Work required: Please return the records below exactly as they appear, leaving every picture out.

Dataset entries:
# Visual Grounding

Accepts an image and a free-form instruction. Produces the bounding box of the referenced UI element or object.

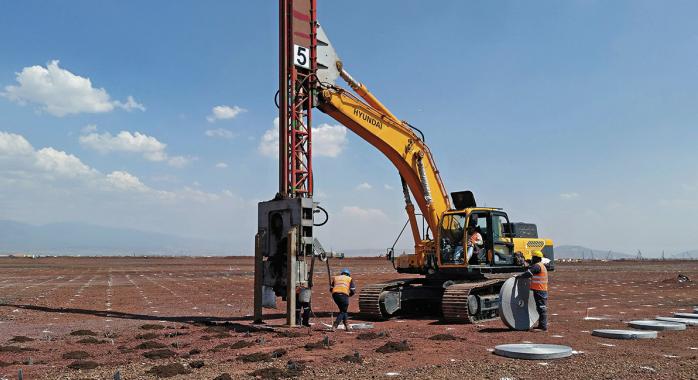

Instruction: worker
[295,284,311,327]
[466,225,484,263]
[518,250,548,331]
[330,268,356,331]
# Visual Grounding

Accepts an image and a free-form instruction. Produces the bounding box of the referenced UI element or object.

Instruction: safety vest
[530,262,548,291]
[332,275,352,295]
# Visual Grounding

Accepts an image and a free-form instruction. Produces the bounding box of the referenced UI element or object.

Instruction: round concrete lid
[673,312,698,319]
[591,329,657,339]
[628,320,686,331]
[494,343,573,360]
[656,316,698,326]
[499,276,538,331]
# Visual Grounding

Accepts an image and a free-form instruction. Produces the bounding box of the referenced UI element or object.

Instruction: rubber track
[441,279,505,323]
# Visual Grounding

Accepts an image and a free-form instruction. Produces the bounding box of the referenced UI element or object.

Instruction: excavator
[309,25,555,323]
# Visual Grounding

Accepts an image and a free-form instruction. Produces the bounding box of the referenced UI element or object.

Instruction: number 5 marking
[294,44,310,69]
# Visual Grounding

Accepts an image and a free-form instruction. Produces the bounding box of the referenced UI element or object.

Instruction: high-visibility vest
[332,275,352,295]
[530,262,548,291]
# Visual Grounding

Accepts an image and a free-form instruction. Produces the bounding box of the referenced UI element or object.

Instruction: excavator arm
[317,73,452,250]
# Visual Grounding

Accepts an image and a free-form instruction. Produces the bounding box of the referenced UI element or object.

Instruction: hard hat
[340,268,351,276]
[531,250,544,258]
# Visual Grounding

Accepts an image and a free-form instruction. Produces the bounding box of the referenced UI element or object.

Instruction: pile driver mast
[254,0,318,326]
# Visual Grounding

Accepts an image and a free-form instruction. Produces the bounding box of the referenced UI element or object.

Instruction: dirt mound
[140,324,166,330]
[189,359,204,369]
[0,345,37,352]
[230,340,255,349]
[69,329,97,336]
[135,341,167,350]
[304,337,332,351]
[76,337,106,344]
[276,330,304,338]
[136,332,160,340]
[67,360,99,370]
[213,374,233,380]
[429,334,458,341]
[210,343,231,352]
[356,331,390,340]
[188,348,201,355]
[238,349,287,363]
[143,349,177,359]
[62,351,90,360]
[164,331,187,338]
[376,340,411,353]
[146,363,191,378]
[341,352,363,363]
[9,336,34,343]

Task output:
# Visual Grounding

Accepts an image and a free-form instruction. Produces the bounding box of the referenced UI element or object.


Instruction: worker
[295,284,311,327]
[466,225,484,263]
[518,250,548,331]
[330,268,356,331]
# Visual Grounding

Accepts an image and a free-form instruction. Produces the bounding box of the referenced UI element or object.

Instruction: safety vest
[530,262,548,291]
[332,275,352,295]
# Visual Grounding

Accepts an image and a free-form instruction. Produces the bounding box of the referenced UI element or object.

Instruction: round concrete lid
[673,312,698,319]
[591,329,657,339]
[628,320,686,331]
[494,343,573,360]
[656,316,698,326]
[499,276,538,331]
# Visual Grounding

Accepts an image and a free-form instruction. Produces the bounding box of the referenced UI element or object.

Instruction: rubber track
[441,279,505,323]
# Visual Grounding

Accepts an image and a free-form instruction. Produces the bounding box of the referenced UI element or object.

Instruction: excavator
[309,25,555,323]
# Visual Grounding

Accepts an image and a free-form instruction. Produces the bounding box of the referenced UI element or object.

Instruction: number 5 marking
[294,44,310,69]
# Visual Grounding

Accepts an image and a free-form instruction. Produces the bounding box of the referenced UI element or object.

Instruction: high-visibility vest
[332,275,352,295]
[530,262,548,291]
# Visual Grounding

Accepts an image and a free-form instruction. Produces the bounding box of the referenced UI element or object.

Instruction: excavator arm
[317,73,452,250]
# Visual Grounding

Accepts an image and a free-form instruction. Produces the bounding box of the referenced UI element or object.

Instruction: hard hat
[340,268,351,276]
[531,250,544,258]
# Visual Grounding

Accepts an image and a free-form instruction. Produces the bounding box of the referenced UI element or object.

Instruction: pile driver mast
[254,0,318,326]
# Visual Grounding

Accepts an image and a free-form instruction. Produces the bounding box of the referenced UI element or object.

Instruction: dirt mound
[140,324,166,330]
[189,359,204,369]
[0,345,37,352]
[230,340,255,349]
[69,329,97,336]
[135,341,167,350]
[304,337,332,351]
[76,337,106,344]
[276,330,304,338]
[136,332,160,340]
[67,360,99,370]
[213,374,233,380]
[429,334,458,341]
[210,343,231,352]
[356,331,390,340]
[188,348,201,355]
[238,349,287,363]
[143,349,177,359]
[62,351,90,360]
[164,331,187,338]
[376,340,411,353]
[146,363,191,378]
[341,352,363,363]
[9,336,34,343]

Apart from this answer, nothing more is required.